◆ Extracted records ◆
>>>

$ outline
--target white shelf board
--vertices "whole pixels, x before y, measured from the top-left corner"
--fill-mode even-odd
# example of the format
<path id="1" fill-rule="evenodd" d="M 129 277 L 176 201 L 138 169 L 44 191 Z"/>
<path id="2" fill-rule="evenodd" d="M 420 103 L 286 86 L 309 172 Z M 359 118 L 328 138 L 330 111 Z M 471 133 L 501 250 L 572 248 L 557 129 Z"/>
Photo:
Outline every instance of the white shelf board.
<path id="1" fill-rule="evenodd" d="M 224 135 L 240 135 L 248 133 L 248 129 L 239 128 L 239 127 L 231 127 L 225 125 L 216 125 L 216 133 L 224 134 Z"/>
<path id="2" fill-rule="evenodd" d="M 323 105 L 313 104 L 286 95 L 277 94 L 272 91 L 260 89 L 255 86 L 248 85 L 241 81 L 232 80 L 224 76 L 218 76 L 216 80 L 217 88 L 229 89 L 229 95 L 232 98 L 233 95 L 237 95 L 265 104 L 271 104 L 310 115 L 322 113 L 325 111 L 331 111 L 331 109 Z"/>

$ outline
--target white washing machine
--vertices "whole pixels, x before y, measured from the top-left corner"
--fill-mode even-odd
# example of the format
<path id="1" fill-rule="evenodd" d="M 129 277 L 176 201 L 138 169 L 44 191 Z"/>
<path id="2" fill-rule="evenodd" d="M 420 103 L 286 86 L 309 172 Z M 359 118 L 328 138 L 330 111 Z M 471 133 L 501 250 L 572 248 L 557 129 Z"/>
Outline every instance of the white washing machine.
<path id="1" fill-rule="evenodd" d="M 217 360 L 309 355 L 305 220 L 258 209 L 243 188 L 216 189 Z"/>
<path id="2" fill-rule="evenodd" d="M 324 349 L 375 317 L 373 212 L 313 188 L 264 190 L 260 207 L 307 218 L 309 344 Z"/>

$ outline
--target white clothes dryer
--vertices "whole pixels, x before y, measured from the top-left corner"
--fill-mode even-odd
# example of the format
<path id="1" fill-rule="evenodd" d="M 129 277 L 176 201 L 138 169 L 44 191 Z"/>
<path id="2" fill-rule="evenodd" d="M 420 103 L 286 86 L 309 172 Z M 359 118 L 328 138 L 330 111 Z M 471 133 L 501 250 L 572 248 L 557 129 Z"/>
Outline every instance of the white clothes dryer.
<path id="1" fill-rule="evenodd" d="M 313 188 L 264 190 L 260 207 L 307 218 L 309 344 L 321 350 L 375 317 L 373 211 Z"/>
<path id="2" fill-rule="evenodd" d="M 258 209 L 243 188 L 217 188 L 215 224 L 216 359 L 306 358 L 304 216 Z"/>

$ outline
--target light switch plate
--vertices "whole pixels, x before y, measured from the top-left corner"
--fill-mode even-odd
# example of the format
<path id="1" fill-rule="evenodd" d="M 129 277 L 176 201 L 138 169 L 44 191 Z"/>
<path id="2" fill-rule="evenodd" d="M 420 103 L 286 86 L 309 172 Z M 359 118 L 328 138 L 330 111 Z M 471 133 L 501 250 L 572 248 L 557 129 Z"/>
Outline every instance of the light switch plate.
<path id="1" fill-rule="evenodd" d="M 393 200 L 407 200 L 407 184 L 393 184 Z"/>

<<<

◆ What you have to do ◆
Please restate each record exactly as it reads.

◆ Answer to the problem ◆
$ outline
--target white shelf board
--vertices "whole pixels, x before y, measured from the top-left corner"
--fill-mode even-odd
# example of the format
<path id="1" fill-rule="evenodd" d="M 129 277 L 176 201 L 138 169 L 44 191 Z"/>
<path id="2" fill-rule="evenodd" d="M 420 103 L 286 86 L 309 172 Z M 359 118 L 328 138 L 330 111 Z M 471 133 L 501 250 L 572 248 L 557 129 Z"/>
Photo:
Outline every instance of the white shelf board.
<path id="1" fill-rule="evenodd" d="M 224 135 L 240 135 L 248 133 L 248 129 L 239 128 L 239 127 L 231 127 L 225 125 L 216 125 L 216 133 L 224 134 Z"/>
<path id="2" fill-rule="evenodd" d="M 323 105 L 313 104 L 286 95 L 277 94 L 272 91 L 260 89 L 255 86 L 248 85 L 241 81 L 232 80 L 224 76 L 218 76 L 216 80 L 217 88 L 229 89 L 229 95 L 232 98 L 233 95 L 237 95 L 265 104 L 271 104 L 310 115 L 322 113 L 325 111 L 331 111 L 331 109 Z"/>

$ outline
--target white washing machine
--vertices "whole pixels, x before y, measured from the top-left corner"
--fill-mode even-odd
# example of the format
<path id="1" fill-rule="evenodd" d="M 129 277 L 176 201 L 138 169 L 44 191 Z"/>
<path id="2" fill-rule="evenodd" d="M 420 103 L 286 86 L 309 172 Z M 359 118 L 328 138 L 330 111 Z M 471 133 L 501 250 L 572 248 L 557 129 Z"/>
Outline every instance of the white washing machine.
<path id="1" fill-rule="evenodd" d="M 217 360 L 309 355 L 305 220 L 258 209 L 243 188 L 216 189 Z"/>
<path id="2" fill-rule="evenodd" d="M 324 349 L 375 317 L 373 212 L 313 188 L 264 190 L 260 207 L 307 218 L 309 344 Z"/>

$ outline
--target white clothes dryer
--vertices "whole pixels, x before y, measured from the top-left corner"
--fill-mode even-odd
# example of the format
<path id="1" fill-rule="evenodd" d="M 129 277 L 176 201 L 138 169 L 44 191 Z"/>
<path id="2" fill-rule="evenodd" d="M 420 103 L 286 86 L 309 172 Z M 359 118 L 328 138 L 330 111 Z M 471 133 L 501 250 L 572 248 L 557 129 Z"/>
Outline every instance of the white clothes dryer.
<path id="1" fill-rule="evenodd" d="M 313 188 L 264 190 L 260 207 L 307 218 L 309 344 L 321 350 L 375 317 L 373 211 Z"/>
<path id="2" fill-rule="evenodd" d="M 258 209 L 243 188 L 217 188 L 215 224 L 216 359 L 306 358 L 304 216 Z"/>

$ outline
--target light switch plate
--vertices "whole pixels, x before y, measured from the top-left corner"
--fill-mode even-odd
# example of the format
<path id="1" fill-rule="evenodd" d="M 129 277 L 176 201 L 138 169 L 44 191 Z"/>
<path id="2" fill-rule="evenodd" d="M 420 103 L 286 86 L 309 172 Z M 359 118 L 328 138 L 330 111 Z M 471 133 L 501 250 L 572 248 L 557 129 Z"/>
Outline every instance of the light switch plate.
<path id="1" fill-rule="evenodd" d="M 393 200 L 407 200 L 407 184 L 393 184 Z"/>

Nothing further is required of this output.